TASKS TO COMPLETE
1. Quote the passage of the Yellow pension article that runs from "Previous court filings" up to and including "decided by arbitrators.".
2. List every abbreviation that the Yellow pension article defines in parentheses, along with the full term for each.

PAGE EXTRACT

The venue for deciding the fate of $7.2 billion in pension withdrawal liability claims against bankrupt Yellow Corp. will be decided on March 6, a Wednesday status hearing in a Delaware court determined.
Previous court filings have shown as many as 20 different multiemployer pension plans (MEPPs), including Central States Pension Funds, have laid claim to the estate. The MEPPs and Pension Benefit Guaranty Corp. (PBGC), a pension insurer that is overseeing roughly $80 billion in special financial assistance (SFA) allocated by the American Rescue Plan Act, have said the matter should be decided by arbitrators.
Yellow contends the claims should be litigated in bankruptcy court and that making it fight the claims in 20 different venues would leave the estate’s unsecured creditors footing the legal bills. However, counsel for Yellow said at the Wednesday hearing that there were just 11 MEPPs party to the claims.
A main point of contention has centered on the existence of unfunded vested benefits (UVBs).
PBGC said, within its authority granted by Congress, it enacted a rule that requires MEPPs to recognize the SFA distributions over time, meaning there are pension withdrawal liabilities in this case. It said doing otherwise would create a shortfall for pension funds as most employers would seek an early exit from the plans.

RECORD EXTRACTS
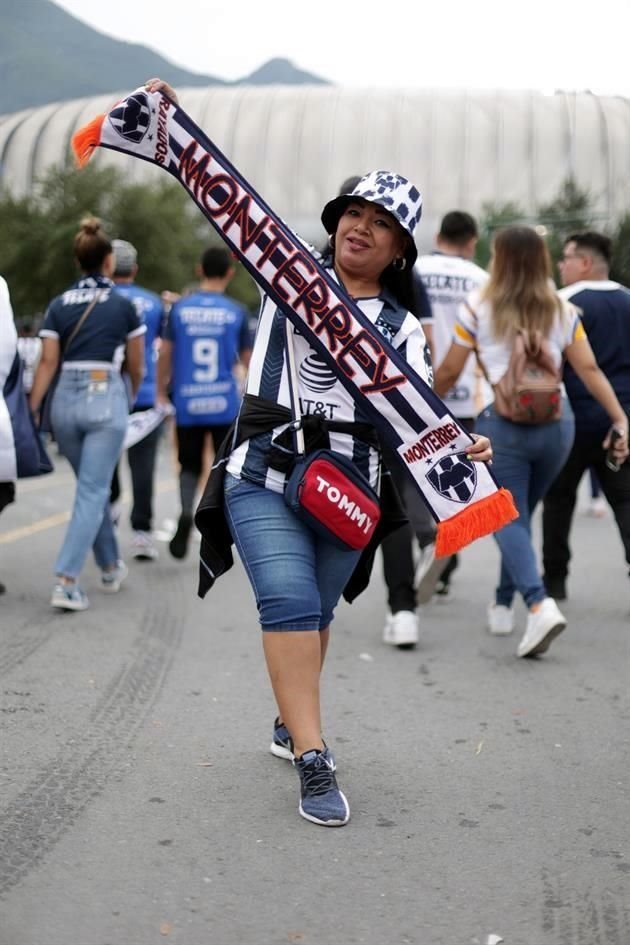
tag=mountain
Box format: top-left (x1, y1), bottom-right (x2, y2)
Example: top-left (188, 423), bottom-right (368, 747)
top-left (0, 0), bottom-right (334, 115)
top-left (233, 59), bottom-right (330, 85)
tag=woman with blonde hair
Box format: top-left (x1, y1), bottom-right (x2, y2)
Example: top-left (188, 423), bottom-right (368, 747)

SOLUTIONS TO EACH TASK
1.
Previous court filings have shown as many as 20 different multiemployer pension plans (MEPPs), including Central States Pension Funds, have laid claim to the estate. The MEPPs and Pension Benefit Guaranty Corp. (PBGC), a pension insurer that is overseeing roughly $80 billion in special financial assistance (SFA) allocated by the American Rescue Plan Act, have said the matter should be decided by arbitrators.

2.
MEPPs: multiemployer pension plans
PBGC: Pension Benefit Guaranty Corp.
SFA: special financial assistance
UVBs: unfunded vested benefits